Entries for pointing at labeled objects

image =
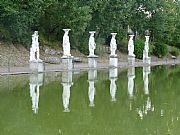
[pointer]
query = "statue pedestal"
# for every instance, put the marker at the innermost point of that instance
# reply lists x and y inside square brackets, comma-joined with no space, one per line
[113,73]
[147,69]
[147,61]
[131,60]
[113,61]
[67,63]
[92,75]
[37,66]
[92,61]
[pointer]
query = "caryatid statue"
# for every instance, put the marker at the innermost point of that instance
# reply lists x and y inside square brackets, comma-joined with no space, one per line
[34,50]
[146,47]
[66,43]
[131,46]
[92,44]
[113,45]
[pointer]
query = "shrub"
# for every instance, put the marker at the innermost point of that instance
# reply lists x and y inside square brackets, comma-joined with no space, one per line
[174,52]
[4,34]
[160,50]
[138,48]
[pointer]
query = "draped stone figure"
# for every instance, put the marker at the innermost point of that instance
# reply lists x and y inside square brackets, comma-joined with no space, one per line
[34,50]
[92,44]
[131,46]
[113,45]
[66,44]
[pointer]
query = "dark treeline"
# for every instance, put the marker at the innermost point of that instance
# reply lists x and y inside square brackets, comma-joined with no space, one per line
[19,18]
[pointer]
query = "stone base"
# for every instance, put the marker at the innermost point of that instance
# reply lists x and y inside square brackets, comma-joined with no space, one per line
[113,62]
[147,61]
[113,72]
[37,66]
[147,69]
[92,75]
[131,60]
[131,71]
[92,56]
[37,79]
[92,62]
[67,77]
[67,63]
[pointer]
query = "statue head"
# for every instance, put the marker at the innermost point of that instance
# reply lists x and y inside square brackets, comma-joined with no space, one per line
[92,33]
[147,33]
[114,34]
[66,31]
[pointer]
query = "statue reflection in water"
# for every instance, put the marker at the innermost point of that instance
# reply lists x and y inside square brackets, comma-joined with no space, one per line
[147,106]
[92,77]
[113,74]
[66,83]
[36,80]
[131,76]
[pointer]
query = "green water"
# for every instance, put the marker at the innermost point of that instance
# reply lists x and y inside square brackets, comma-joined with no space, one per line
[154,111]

**EXERCISE GOAL:**
Report each line in the data above that contains the string "query", copying every such line in full.

**RESULT:**
query = "statue pedestal"
query = "caryatid statue"
query = "shrub"
query = "draped stone figure"
query = "dark treeline"
query = "stone base"
query = "statue head"
query = "statue reflection in water"
query = "green water"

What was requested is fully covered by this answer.